JOB:
Find every line in the data below that contains the string "stone" and copy each one. Treat uppercase and lowercase as different.

DATA FOR THIS TASK:
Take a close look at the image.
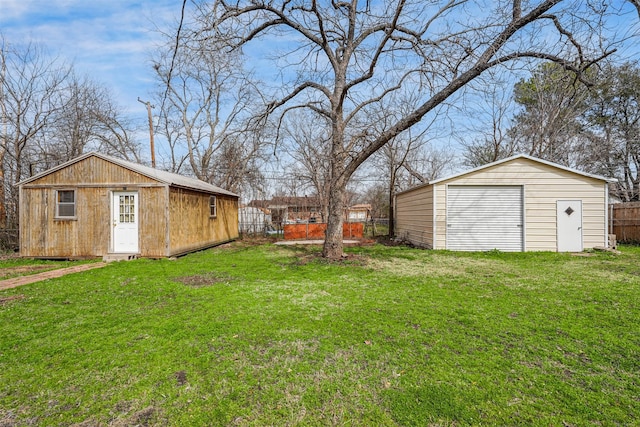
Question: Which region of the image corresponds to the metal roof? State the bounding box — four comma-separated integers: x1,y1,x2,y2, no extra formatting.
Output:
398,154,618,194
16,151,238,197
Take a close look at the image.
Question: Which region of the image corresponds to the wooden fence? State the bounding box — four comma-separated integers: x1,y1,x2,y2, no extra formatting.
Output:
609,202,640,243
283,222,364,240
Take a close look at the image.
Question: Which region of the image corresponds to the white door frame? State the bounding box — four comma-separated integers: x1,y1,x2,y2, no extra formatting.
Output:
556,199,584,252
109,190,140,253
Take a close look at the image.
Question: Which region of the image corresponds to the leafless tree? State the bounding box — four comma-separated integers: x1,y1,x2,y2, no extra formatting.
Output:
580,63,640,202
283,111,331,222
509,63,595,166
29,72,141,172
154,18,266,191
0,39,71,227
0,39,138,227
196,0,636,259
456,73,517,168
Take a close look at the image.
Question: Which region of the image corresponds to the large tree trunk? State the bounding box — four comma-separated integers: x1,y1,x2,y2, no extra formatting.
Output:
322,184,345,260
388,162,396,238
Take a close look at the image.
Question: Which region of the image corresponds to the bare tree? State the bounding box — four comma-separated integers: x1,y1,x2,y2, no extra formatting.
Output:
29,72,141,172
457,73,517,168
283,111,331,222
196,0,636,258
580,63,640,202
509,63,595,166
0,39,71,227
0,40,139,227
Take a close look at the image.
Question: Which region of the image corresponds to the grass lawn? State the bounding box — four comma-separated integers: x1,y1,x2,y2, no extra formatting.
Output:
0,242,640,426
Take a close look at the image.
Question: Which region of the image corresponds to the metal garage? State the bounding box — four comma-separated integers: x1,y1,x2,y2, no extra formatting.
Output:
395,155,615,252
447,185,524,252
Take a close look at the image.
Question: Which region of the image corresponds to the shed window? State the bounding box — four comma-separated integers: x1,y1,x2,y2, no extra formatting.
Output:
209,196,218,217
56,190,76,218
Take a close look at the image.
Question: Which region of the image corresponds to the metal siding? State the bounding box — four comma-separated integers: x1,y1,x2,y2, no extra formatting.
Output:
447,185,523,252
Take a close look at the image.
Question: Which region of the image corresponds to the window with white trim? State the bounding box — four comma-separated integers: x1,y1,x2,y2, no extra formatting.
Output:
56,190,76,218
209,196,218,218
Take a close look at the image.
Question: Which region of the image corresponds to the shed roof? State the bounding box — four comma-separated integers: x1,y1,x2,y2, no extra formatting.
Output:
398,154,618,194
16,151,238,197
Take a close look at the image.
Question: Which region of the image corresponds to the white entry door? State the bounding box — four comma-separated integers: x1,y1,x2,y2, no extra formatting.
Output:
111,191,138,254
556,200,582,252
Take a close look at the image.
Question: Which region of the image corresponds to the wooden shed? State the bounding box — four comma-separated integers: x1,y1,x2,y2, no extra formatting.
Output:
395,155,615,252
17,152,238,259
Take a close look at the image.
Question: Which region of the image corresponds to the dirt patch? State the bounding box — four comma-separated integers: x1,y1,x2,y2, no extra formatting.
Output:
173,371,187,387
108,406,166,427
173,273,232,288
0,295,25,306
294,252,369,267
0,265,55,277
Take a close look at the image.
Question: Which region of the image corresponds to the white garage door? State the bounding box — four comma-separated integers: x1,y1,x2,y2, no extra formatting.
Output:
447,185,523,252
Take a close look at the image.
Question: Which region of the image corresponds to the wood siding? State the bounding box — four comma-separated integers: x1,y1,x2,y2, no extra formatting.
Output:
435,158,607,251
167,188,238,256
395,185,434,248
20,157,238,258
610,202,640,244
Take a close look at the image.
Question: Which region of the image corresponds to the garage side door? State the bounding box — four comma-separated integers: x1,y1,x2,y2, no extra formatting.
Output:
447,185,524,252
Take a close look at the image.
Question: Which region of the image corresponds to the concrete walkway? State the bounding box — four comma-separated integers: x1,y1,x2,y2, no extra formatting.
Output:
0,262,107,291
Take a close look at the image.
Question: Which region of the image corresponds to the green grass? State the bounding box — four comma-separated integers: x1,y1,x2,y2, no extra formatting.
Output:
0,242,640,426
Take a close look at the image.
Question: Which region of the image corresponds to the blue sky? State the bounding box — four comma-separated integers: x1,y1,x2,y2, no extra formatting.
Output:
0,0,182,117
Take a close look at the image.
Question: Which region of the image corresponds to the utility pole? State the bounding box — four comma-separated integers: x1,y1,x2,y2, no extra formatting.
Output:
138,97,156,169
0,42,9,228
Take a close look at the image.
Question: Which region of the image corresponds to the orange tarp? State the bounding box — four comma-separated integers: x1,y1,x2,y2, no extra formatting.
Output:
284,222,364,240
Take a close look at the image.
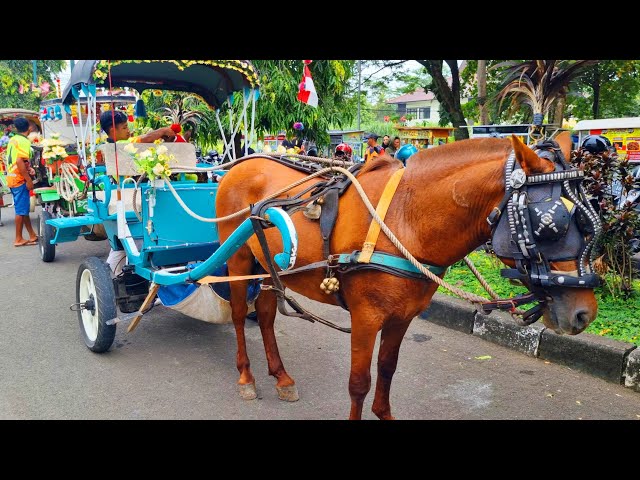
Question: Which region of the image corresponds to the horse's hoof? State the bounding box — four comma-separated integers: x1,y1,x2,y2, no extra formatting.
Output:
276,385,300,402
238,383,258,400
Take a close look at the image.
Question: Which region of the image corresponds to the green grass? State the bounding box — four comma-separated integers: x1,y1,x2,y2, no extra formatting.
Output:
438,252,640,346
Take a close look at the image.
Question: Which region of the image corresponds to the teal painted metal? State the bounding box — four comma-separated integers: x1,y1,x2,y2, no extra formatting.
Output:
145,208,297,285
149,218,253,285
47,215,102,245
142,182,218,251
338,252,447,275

==

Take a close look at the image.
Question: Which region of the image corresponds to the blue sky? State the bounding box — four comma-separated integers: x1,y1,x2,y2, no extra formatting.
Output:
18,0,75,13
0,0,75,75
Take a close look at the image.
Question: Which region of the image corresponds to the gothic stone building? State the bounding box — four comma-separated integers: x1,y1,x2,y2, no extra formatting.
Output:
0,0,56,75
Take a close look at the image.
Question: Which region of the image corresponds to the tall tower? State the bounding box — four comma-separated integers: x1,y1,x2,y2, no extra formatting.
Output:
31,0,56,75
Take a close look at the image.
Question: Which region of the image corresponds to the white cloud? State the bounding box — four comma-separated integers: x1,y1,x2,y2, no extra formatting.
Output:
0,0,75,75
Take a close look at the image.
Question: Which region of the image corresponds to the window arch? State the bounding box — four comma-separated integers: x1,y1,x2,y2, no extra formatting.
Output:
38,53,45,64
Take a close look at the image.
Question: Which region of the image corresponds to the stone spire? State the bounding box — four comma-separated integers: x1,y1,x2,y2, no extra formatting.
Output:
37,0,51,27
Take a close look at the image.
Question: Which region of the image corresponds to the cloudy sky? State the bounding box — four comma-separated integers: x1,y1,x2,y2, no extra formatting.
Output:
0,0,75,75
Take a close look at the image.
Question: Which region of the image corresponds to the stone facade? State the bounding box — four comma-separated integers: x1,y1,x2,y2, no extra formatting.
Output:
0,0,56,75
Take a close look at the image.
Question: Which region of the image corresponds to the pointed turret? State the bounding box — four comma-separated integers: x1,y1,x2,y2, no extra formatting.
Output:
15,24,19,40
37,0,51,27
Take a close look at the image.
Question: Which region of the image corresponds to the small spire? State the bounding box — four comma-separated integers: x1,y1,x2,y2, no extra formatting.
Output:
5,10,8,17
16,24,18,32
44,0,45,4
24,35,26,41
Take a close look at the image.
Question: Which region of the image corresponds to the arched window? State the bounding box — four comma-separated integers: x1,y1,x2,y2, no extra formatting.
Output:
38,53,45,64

OUTPUT OF THE TASK:
Question: Which region of the image corresponds to the gothic stone building? State the bounding box — four comma-separated integers: x1,y1,x2,y2, no extra formatting.
Question: Which region of the image corresponds to the stone spire? State the bounding box — four comma-separated integers: x1,y1,x2,y2, no extra formatting.
Question: Which region of the image corresponds to the stone facade? State the bounding box — four comma-separated integers: x1,y1,x2,y2, no extra formatting.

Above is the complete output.